> [WORK TO BE COMPLETED] Please copy the entries from the line with "Practice step: identify the black handbag" through the end of the entries, replacing "black handbag" with "dark purse" and changing nothing else.

> [DATASET EXTRACT]
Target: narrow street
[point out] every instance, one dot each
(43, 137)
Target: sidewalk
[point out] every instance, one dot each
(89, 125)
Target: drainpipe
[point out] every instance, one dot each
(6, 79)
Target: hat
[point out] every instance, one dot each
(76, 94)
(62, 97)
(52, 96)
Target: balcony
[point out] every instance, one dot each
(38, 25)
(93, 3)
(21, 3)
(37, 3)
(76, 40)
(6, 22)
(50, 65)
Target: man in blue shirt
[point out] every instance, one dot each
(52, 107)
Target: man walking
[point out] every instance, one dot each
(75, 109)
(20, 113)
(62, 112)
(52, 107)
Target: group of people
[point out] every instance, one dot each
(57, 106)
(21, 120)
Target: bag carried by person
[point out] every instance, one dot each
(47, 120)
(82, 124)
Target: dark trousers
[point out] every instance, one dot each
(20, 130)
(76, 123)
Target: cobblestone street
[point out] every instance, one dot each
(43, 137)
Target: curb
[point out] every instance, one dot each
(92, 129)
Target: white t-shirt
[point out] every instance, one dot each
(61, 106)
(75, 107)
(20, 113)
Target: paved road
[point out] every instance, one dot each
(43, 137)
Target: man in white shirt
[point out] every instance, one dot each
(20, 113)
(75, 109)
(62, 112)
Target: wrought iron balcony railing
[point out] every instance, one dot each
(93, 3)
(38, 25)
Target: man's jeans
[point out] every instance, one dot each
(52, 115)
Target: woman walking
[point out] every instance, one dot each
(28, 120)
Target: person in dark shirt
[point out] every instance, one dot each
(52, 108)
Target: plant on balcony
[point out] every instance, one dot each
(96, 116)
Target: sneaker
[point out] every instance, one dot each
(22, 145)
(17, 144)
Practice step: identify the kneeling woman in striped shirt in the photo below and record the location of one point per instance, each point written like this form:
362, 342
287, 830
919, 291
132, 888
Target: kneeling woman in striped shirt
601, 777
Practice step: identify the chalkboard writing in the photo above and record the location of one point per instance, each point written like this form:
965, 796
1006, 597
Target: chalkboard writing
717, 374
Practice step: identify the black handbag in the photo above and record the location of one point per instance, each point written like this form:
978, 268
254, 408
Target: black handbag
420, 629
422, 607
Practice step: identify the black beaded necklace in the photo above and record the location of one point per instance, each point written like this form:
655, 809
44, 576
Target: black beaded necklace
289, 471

> [RESPONSE]
Practice step: identify the dark purse in the photo above and record the location of one point per instance, each point written like this form:
978, 268
254, 408
Target: dark purse
420, 629
422, 607
Practice step: identify the black beaded necklace in the photo above and record the location of one point per instance, each point written like this form:
655, 809
44, 576
Target: black beaded necklace
289, 471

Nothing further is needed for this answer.